# What is needed
Copy each line below that contains "jacket".

(Point-per-instance localization data)
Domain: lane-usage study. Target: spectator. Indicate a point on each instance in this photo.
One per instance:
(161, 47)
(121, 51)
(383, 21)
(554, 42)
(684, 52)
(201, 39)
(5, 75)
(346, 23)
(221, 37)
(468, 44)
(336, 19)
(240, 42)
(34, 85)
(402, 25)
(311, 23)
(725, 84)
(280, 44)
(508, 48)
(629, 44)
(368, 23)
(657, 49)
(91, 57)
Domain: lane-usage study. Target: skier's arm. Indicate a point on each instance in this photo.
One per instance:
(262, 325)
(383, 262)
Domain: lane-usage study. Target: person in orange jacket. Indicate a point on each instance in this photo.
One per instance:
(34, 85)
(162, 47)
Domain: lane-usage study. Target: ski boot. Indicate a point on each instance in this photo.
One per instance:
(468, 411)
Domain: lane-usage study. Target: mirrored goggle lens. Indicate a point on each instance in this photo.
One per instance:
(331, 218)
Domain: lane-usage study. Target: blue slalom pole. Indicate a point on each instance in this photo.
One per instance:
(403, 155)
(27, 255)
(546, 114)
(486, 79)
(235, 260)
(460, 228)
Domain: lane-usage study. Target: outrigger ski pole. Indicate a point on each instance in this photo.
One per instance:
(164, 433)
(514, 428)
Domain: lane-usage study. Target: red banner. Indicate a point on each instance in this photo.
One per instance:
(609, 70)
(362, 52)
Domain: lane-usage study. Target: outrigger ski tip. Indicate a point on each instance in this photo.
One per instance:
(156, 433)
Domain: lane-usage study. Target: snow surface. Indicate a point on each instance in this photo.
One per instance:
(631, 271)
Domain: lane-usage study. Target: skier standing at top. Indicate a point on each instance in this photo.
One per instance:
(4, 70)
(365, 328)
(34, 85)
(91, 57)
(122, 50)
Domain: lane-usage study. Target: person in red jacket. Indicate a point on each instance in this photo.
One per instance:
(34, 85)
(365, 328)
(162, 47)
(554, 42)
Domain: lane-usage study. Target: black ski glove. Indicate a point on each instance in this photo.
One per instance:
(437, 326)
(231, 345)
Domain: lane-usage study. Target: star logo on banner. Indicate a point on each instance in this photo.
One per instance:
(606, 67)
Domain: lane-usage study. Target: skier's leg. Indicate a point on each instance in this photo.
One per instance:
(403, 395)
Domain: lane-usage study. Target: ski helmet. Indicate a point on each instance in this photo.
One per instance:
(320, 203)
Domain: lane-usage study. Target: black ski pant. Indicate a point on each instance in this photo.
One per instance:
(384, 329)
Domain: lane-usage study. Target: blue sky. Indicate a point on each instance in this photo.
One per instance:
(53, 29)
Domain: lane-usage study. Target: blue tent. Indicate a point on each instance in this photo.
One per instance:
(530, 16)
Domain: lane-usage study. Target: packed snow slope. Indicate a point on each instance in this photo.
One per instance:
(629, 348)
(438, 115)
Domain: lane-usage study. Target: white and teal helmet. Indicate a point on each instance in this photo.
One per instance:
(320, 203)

# Task output
Domain: lane-usage study. Target: person in orange jacket. Indicate a point on each instance in this photo.
Domain: lane-usage study. Target: person in red jacket. Indicate a point on each instance in this photo.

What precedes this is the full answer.